(Records for the task Opens)
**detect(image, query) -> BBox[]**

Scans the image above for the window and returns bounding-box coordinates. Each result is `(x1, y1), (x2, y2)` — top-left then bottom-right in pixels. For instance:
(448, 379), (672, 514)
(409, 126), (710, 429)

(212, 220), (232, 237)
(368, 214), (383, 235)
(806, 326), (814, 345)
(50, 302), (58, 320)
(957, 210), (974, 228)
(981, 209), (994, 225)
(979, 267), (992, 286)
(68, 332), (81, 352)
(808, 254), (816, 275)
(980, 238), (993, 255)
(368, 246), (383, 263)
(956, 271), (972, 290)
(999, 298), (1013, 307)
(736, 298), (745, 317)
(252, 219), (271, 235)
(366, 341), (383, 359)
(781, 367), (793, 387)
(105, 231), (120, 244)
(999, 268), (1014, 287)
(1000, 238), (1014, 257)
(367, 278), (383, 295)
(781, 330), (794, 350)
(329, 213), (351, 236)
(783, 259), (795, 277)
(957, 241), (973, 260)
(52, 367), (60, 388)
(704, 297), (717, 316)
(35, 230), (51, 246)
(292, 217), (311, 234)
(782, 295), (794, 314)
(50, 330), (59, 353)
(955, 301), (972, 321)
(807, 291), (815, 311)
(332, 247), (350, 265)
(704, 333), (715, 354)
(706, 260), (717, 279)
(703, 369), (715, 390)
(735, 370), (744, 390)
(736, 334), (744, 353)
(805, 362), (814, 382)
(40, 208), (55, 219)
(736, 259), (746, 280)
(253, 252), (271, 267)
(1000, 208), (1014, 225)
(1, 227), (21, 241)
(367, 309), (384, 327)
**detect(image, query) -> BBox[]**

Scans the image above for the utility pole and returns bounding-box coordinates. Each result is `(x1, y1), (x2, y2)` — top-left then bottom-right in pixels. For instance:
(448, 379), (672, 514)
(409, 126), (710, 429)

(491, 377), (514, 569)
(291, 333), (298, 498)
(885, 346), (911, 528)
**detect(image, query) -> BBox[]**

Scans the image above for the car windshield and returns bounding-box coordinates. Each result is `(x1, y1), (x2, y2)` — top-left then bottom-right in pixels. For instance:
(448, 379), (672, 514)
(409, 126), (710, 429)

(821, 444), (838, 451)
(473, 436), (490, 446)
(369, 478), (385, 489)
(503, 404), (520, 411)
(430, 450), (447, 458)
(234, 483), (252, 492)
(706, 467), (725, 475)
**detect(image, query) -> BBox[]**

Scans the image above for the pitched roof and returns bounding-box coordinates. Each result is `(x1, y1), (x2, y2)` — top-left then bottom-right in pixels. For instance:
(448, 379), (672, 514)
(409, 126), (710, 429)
(Records for the task Closes)
(Records for the task Opens)
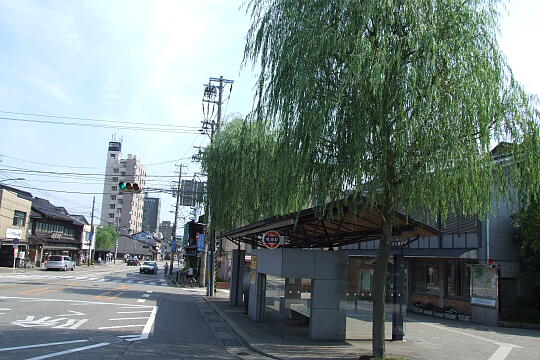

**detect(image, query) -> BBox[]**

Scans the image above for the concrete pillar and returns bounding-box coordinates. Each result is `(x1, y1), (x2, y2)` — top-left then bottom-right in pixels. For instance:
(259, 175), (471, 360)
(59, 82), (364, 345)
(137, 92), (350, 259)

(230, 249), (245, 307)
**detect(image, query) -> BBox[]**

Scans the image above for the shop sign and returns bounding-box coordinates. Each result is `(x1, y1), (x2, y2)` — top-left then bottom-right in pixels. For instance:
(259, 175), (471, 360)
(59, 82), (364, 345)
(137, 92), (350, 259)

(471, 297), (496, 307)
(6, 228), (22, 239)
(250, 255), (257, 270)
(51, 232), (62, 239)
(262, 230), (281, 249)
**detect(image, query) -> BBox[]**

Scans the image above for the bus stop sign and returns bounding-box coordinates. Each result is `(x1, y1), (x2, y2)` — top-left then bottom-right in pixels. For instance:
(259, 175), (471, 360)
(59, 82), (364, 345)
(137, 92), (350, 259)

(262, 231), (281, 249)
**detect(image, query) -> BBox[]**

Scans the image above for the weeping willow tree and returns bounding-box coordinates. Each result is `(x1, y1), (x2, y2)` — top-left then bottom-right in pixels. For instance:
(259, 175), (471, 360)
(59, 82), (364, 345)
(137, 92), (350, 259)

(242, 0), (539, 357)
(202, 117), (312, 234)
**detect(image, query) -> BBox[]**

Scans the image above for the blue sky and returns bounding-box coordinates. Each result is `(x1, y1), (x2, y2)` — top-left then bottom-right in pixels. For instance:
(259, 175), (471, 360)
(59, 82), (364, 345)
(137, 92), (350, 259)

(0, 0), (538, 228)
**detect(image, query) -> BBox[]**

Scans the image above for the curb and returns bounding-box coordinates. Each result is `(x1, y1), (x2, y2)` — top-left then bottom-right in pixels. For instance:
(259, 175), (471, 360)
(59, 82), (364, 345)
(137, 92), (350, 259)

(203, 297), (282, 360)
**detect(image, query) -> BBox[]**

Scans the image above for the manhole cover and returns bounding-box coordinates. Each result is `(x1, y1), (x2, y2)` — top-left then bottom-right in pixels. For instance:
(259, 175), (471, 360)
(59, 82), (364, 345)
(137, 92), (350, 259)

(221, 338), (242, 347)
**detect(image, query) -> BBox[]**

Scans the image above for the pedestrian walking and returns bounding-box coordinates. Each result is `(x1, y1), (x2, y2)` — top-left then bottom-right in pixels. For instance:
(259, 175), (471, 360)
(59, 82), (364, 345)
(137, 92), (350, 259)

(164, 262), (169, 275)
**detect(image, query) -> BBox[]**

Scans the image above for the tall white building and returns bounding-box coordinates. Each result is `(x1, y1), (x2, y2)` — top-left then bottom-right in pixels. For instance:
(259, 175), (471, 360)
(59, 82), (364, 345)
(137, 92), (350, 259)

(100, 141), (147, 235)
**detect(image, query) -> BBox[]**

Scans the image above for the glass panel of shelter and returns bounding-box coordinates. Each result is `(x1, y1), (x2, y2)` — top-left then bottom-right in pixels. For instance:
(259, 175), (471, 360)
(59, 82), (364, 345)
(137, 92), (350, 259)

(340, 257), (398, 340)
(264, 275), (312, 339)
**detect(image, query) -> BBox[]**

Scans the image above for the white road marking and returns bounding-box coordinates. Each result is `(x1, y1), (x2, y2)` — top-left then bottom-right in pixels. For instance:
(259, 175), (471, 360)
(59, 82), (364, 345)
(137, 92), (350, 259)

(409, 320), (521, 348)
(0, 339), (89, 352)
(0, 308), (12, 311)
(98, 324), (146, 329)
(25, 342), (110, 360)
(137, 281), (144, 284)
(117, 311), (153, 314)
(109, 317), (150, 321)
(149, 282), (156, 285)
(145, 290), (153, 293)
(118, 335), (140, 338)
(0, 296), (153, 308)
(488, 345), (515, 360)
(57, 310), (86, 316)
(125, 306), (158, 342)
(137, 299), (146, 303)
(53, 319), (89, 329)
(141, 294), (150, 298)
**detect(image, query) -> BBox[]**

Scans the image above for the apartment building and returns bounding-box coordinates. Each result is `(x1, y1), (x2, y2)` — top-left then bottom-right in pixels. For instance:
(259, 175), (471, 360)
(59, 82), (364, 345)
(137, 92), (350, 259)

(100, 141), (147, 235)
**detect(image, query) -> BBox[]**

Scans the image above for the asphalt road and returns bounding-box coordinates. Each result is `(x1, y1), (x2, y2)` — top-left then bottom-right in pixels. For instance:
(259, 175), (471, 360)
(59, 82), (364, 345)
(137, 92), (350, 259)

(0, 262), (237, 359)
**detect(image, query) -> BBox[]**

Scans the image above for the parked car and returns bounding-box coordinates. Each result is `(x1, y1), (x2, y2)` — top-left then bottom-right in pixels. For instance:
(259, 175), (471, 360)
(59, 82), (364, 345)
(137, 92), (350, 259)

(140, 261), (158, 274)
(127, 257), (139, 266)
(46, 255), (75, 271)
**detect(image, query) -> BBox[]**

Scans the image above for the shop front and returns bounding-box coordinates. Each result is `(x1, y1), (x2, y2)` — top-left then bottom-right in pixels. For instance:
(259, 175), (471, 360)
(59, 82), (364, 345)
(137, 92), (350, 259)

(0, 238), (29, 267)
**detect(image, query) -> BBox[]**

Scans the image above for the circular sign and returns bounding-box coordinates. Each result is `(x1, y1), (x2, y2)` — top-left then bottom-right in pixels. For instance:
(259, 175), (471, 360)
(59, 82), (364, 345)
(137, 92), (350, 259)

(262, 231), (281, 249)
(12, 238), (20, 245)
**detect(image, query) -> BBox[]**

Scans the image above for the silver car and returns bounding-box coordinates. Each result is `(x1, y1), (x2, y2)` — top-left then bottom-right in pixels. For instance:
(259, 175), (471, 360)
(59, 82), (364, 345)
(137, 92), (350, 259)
(Records for the task Closes)
(Records for the task Opens)
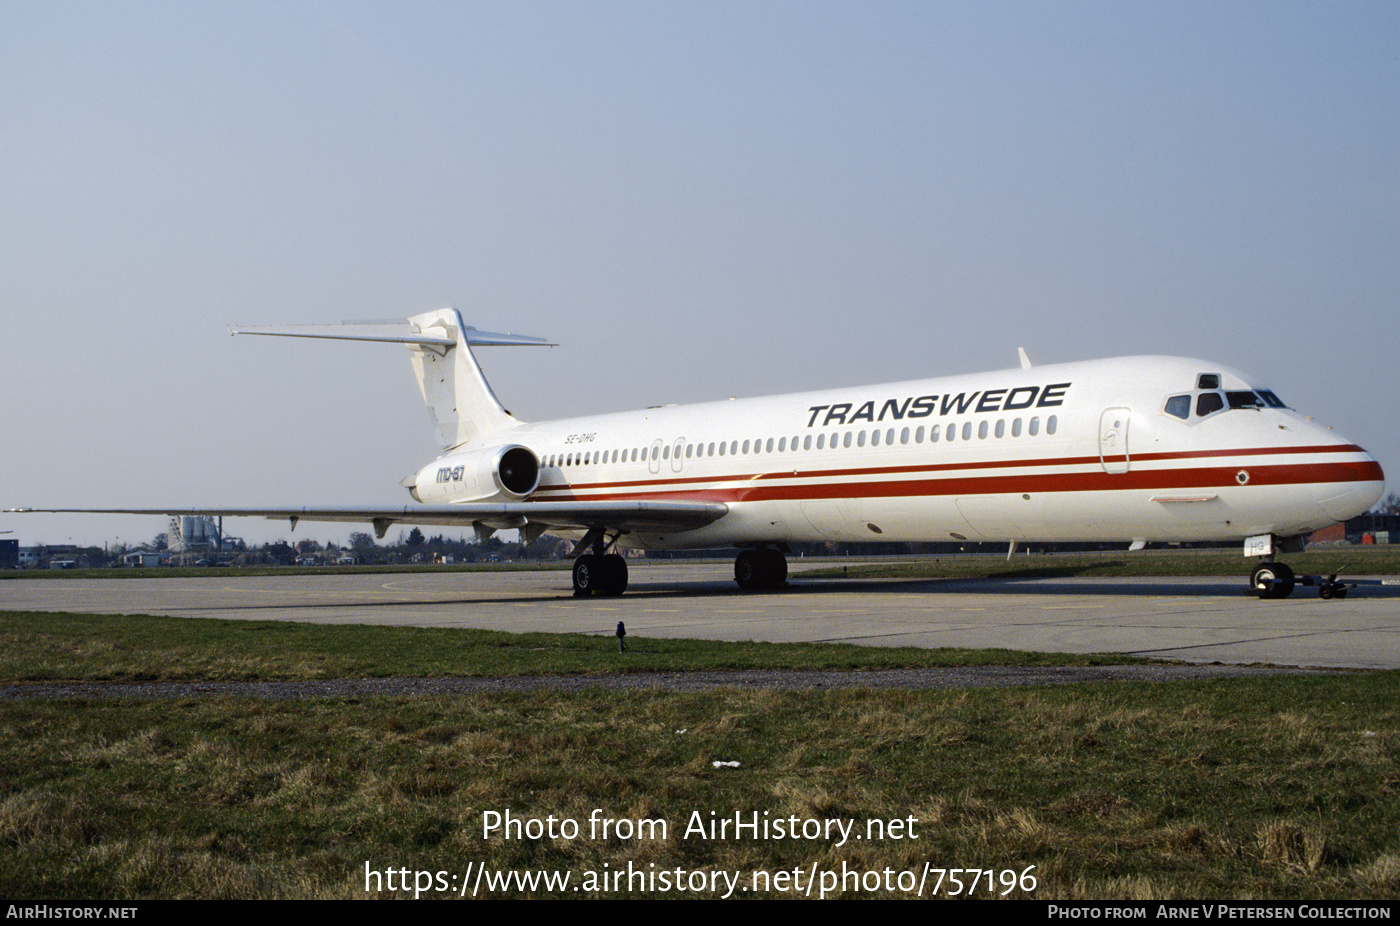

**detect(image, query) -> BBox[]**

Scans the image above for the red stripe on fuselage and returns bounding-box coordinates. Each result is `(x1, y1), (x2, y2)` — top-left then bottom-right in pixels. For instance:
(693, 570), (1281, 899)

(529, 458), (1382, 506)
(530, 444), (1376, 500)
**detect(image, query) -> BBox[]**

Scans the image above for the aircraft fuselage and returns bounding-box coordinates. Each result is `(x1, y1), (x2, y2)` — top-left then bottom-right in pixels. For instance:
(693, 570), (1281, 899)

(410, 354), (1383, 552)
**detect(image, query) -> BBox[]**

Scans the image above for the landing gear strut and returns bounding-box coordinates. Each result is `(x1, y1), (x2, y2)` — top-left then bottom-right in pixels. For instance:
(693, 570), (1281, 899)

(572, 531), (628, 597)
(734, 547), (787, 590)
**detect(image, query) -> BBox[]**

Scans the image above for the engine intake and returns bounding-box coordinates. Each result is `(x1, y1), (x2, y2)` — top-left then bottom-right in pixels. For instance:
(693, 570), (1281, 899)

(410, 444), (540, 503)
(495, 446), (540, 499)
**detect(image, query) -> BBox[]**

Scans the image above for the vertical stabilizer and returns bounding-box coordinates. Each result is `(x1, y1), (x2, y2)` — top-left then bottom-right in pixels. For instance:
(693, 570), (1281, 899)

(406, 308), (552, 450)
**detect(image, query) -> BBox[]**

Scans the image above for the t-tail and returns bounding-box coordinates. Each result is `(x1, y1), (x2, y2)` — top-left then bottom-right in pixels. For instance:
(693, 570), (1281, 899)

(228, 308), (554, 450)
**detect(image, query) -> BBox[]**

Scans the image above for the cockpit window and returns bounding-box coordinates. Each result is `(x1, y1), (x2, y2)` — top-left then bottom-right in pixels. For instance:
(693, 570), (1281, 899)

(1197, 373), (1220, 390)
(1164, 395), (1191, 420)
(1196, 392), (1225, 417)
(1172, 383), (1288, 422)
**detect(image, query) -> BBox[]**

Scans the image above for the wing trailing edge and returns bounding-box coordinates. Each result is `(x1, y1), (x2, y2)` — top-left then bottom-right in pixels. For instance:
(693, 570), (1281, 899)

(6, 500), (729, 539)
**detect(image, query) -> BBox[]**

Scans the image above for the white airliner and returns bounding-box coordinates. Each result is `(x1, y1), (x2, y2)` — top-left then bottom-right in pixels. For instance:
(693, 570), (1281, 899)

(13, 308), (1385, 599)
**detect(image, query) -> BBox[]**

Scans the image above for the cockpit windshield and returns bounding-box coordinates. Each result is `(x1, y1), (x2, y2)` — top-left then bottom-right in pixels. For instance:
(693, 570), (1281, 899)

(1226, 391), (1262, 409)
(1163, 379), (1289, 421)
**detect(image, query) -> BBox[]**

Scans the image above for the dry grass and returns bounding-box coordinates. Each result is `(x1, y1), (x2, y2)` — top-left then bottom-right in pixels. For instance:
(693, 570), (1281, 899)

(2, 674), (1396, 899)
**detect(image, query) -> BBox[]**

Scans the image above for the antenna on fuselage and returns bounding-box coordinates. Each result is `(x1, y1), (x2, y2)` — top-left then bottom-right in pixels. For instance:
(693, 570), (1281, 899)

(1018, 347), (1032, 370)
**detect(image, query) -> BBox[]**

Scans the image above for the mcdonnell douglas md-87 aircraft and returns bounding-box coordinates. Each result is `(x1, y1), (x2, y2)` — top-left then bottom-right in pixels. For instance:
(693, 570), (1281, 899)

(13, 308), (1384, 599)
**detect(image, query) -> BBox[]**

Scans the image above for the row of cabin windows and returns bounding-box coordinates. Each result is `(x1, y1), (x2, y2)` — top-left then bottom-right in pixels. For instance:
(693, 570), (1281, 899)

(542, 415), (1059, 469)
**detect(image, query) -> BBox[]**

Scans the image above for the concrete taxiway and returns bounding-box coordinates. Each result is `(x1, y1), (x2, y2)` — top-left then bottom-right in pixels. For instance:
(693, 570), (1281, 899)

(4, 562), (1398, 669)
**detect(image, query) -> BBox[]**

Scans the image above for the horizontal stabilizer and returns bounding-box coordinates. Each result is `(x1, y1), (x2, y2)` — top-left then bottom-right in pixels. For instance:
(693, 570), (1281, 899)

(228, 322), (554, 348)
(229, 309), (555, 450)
(Records for the task Closes)
** Problem to work on **
Determine how many lines above contain the string "fuselage". Give only that number.

** Answer box **
3